Records from a collection
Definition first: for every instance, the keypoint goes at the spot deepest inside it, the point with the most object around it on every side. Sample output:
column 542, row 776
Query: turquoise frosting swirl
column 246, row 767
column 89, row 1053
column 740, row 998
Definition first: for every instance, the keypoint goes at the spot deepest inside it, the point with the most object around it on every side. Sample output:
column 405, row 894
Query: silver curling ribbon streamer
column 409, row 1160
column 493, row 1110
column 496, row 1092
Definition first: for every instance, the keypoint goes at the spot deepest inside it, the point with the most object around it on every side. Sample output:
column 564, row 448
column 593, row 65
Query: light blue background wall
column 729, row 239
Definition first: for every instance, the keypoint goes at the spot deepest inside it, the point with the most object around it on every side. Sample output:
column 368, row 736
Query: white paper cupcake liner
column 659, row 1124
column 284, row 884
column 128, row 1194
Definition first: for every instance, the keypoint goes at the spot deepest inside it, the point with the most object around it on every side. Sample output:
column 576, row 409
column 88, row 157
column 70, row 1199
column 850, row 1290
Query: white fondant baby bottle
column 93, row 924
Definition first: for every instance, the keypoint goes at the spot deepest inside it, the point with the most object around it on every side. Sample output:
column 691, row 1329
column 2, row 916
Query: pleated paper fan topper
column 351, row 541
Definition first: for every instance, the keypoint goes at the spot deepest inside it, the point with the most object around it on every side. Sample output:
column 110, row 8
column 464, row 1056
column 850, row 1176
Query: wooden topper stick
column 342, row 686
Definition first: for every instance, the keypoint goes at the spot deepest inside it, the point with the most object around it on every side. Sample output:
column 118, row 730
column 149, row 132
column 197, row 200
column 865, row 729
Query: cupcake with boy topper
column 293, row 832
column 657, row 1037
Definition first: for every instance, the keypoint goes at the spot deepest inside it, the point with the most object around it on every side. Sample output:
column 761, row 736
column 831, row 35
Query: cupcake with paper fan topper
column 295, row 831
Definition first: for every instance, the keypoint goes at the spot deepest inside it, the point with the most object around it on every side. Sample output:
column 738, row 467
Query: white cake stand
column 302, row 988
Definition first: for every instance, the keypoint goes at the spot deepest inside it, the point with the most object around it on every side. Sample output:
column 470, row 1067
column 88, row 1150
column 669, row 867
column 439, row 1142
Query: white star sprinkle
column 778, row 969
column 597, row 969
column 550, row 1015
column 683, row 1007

- [Required task]: Restate each record exactly as written.

- [Task result]:
Definition first: for every instance, the keypoint goes at the spot deepest inside it, the point with the most object around it on every side. Sample output:
column 542, row 776
Query: turquoise frosting swirl
column 246, row 767
column 89, row 1053
column 740, row 998
Definition first: for every instance, the keypoint goes at the spot deepest inside it, the point with the most object around it on every side. Sample output:
column 405, row 894
Query: silver curling ribbon streamer
column 409, row 1160
column 493, row 1110
column 496, row 1092
Definition first: for every instance, the keypoint goes at the spot deepest inside it, the point with the most object around it on every side. Sample output:
column 564, row 448
column 593, row 65
Query: light blue background wall
column 729, row 239
Definition first: for every instance, the keypoint goes at the spot deepest inside it, the point with the most object around it on every side. Sample output:
column 368, row 736
Query: white paper cupcake liner
column 659, row 1124
column 284, row 884
column 128, row 1194
Definition first: for every instance, the keypoint goes at the spot deepest inside it, the point with the most object around it on every side. Sample output:
column 576, row 409
column 88, row 157
column 70, row 1199
column 850, row 1290
Query: white fondant baby bottle
column 93, row 924
Definition first: for every instance, the keypoint goes at the spot deepest inside it, the point with the most object around it on every side. Sample output:
column 691, row 1329
column 2, row 916
Query: pleated paper fan topper
column 351, row 541
Definition first: for every instance, the keypoint goes at the spot deepest inside it, the point with the most object around it on every side. Sample output:
column 110, row 8
column 464, row 1056
column 850, row 1176
Query: wooden topper stick
column 342, row 686
Definition first: for every instance, the keypoint goes at the spot deepest inside it, the point with the most object around it on every side. Sample output:
column 118, row 730
column 149, row 132
column 197, row 200
column 865, row 729
Query: cupcake with boy topper
column 293, row 832
column 657, row 1037
Definition first: for every instance, the keypoint goes at the spot deepest inside it, the point with the most object around it on every side. Sample output:
column 761, row 736
column 831, row 35
Query: cupcake with paper fan topper
column 295, row 831
Definition first: for every instance, the keypoint goes at the spot deepest inside it, the point with the most object around it on every side. Sample output:
column 738, row 467
Query: white cake stand
column 302, row 988
Definition first: for every instance, the keypoint goes at the spot deepest inside it, the point with the most object around it on every side. Sample output:
column 470, row 1067
column 88, row 1150
column 669, row 867
column 439, row 1142
Query: white star sprinkle
column 778, row 969
column 597, row 969
column 550, row 1015
column 683, row 1007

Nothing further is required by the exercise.